#### Exercise prompt
Reproduce the records from their start through the line containing "M159 48L147 43L139", swapping "evenodd" for "nonzero" and leaving everything else unchanged.

(Object outline annotations)

»»

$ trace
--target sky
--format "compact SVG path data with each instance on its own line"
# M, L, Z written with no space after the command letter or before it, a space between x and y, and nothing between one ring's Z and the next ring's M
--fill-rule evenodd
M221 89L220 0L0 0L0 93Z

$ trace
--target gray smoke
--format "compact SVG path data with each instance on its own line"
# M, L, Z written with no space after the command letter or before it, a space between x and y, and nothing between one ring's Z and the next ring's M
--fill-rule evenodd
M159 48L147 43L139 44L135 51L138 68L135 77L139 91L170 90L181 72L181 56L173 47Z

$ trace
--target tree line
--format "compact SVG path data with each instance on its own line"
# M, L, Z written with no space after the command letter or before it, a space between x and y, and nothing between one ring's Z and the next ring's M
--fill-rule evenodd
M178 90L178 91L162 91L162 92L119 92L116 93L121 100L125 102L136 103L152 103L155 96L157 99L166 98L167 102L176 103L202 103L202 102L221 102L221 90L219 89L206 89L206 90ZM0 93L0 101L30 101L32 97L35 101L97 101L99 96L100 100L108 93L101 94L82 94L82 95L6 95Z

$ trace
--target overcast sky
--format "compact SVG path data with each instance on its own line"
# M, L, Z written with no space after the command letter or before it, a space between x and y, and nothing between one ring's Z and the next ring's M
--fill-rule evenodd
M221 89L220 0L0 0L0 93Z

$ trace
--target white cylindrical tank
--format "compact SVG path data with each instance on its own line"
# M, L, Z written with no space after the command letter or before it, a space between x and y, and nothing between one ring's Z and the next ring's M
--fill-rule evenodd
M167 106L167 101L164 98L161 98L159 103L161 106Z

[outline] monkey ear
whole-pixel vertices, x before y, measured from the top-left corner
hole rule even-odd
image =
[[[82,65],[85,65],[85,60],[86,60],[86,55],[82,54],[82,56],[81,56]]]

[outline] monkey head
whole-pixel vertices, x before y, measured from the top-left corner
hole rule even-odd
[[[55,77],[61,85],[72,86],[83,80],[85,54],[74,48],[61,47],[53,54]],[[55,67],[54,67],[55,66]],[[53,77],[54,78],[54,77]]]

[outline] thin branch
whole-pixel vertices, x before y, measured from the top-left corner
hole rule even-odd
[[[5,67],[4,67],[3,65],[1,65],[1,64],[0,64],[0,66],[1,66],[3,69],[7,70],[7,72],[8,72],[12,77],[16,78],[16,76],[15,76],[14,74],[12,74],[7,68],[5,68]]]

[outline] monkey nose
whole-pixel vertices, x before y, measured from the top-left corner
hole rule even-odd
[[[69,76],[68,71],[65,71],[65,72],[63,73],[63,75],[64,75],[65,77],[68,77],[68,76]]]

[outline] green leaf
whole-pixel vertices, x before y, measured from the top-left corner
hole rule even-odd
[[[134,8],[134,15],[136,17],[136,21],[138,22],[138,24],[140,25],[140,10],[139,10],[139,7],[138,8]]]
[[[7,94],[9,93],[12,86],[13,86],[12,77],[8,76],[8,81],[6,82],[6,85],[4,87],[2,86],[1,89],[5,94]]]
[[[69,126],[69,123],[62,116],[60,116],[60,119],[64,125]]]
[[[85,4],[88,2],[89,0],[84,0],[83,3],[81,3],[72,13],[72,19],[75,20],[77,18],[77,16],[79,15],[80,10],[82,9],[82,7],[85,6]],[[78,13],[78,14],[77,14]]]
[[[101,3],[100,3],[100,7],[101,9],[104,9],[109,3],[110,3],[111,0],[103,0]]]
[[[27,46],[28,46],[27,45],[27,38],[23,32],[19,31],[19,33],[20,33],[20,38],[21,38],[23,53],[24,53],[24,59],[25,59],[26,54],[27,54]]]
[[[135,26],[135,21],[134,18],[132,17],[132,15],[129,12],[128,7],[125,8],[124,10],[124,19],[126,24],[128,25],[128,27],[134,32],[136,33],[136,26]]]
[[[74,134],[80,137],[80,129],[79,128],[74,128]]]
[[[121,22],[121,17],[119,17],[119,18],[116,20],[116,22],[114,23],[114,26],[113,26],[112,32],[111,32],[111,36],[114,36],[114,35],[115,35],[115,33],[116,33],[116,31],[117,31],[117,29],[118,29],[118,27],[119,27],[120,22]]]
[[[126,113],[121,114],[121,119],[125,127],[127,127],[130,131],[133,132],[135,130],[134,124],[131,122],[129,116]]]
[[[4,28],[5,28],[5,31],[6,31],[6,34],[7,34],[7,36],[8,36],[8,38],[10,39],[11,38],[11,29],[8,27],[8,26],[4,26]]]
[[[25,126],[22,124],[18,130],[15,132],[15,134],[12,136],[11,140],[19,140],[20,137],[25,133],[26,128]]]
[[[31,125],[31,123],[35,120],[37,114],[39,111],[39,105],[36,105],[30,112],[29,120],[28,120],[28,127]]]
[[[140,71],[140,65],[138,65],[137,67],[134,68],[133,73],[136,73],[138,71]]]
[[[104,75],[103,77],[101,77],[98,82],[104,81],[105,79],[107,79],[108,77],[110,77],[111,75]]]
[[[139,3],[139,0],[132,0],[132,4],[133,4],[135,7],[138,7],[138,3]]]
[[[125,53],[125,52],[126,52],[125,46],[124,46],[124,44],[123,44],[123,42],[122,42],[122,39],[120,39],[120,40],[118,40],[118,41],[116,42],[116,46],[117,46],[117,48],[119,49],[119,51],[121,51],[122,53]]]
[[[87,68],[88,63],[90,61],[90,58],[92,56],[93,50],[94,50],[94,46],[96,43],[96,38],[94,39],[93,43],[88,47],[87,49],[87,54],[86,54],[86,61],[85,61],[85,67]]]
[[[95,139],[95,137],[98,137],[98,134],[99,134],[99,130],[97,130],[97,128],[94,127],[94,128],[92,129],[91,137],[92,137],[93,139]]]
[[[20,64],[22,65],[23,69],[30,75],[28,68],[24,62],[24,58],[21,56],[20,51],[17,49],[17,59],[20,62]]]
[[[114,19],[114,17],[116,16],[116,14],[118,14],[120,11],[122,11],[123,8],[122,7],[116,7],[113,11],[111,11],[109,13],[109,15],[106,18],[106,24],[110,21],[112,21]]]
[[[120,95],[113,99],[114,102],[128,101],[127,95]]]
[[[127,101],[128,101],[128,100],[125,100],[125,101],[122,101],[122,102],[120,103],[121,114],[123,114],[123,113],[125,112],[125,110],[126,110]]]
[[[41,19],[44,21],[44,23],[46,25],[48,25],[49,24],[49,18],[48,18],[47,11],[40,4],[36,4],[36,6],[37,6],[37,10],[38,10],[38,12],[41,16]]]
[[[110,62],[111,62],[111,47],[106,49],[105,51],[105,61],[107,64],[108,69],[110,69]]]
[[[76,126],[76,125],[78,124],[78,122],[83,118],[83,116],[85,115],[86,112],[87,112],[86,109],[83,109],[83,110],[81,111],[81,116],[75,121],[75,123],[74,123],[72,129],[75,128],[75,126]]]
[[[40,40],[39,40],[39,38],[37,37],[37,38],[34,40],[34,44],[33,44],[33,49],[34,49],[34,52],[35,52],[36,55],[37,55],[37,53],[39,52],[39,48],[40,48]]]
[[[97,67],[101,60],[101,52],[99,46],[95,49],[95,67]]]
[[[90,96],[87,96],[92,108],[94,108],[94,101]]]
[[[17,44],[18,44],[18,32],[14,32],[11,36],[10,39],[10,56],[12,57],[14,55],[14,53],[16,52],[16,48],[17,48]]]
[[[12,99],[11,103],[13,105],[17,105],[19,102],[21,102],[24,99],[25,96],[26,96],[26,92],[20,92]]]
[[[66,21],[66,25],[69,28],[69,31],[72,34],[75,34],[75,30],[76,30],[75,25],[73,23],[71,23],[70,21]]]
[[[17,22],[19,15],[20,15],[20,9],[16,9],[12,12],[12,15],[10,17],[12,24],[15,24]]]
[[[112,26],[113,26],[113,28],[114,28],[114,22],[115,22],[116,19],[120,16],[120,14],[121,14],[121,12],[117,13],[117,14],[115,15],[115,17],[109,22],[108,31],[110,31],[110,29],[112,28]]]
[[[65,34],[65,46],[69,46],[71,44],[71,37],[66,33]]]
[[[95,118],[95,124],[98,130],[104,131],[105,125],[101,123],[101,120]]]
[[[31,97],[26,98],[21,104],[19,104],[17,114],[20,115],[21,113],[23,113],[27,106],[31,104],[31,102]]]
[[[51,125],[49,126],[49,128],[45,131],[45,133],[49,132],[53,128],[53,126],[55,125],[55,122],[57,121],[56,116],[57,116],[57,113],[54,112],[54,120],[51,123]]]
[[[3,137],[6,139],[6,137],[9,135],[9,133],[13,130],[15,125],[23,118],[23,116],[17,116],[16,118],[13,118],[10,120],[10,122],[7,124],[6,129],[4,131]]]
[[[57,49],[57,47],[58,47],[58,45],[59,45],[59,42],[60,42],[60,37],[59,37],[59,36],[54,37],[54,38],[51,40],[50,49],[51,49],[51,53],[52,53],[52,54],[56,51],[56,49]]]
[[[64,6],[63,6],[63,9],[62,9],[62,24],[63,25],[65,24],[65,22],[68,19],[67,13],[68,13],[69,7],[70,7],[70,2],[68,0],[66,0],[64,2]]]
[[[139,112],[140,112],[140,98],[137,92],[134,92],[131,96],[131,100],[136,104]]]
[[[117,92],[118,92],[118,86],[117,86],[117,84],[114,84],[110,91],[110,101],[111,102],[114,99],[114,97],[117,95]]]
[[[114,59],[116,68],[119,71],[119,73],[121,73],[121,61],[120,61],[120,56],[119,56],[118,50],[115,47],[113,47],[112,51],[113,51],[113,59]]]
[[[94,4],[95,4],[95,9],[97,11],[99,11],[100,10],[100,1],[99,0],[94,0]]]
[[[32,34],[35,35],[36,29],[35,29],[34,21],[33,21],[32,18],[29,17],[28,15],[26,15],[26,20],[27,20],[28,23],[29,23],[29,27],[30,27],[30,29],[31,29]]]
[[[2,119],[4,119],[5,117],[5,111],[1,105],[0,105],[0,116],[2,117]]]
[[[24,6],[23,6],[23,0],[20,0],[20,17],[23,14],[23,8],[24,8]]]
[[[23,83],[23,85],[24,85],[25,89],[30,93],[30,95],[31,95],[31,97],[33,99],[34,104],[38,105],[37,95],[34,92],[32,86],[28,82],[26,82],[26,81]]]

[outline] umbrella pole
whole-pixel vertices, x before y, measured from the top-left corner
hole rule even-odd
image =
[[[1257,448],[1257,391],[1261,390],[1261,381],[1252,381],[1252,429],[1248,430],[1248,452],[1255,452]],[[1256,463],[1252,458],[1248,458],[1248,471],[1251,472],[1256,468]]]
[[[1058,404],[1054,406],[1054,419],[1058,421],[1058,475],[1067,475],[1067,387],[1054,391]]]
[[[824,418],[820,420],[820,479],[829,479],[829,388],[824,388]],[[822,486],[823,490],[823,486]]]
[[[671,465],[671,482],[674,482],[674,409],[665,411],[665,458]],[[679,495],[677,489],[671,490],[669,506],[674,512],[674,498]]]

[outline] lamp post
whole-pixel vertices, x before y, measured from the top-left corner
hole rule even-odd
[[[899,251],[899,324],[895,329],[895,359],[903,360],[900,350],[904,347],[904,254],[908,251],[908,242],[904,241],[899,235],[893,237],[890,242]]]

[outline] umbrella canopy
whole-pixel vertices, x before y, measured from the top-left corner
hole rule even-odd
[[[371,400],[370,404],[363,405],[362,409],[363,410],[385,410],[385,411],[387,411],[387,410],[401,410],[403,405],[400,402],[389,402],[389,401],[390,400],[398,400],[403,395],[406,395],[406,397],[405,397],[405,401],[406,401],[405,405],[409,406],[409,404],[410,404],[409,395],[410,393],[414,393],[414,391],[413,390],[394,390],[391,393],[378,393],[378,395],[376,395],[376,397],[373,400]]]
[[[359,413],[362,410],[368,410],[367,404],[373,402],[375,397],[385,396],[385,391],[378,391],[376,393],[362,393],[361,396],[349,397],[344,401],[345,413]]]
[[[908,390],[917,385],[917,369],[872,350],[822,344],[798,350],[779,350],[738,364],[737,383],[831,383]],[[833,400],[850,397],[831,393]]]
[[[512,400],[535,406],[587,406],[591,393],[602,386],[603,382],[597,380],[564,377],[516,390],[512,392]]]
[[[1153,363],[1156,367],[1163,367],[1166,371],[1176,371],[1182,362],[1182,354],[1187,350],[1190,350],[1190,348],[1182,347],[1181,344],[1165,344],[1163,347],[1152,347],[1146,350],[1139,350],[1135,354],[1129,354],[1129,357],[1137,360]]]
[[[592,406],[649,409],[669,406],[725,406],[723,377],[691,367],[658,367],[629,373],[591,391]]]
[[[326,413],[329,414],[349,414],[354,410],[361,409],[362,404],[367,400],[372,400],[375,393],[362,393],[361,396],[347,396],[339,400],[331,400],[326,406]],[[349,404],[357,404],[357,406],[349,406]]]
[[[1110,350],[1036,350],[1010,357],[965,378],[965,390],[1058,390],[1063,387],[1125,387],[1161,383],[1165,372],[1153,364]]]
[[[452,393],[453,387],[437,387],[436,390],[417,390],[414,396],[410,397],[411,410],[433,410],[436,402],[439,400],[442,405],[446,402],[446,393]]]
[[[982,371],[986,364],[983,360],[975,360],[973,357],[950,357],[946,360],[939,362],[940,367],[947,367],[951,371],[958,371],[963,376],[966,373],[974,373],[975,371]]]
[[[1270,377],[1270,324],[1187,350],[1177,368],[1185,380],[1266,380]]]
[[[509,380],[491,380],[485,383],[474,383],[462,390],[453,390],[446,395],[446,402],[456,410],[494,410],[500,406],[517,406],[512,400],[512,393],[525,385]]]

««

#### Exercise solution
$ trace
--target sky
--format "compact SVG path data with each instance on its own line"
# M, L, Z written with no space after the command letter or before it, a space between x and y, and nothing between one ring's Z and the next ring's M
--fill-rule nonzero
M221 89L220 0L0 0L0 93Z

$ trace
--target gray smoke
--format "compact SVG path data with each instance on its own line"
# M, L, Z written with no space after the command letter or before it, a space between x and y, and nothing between one ring's Z and the next ring's M
--fill-rule nonzero
M159 48L147 43L139 44L135 51L138 68L135 77L139 91L170 90L181 72L181 56L173 47Z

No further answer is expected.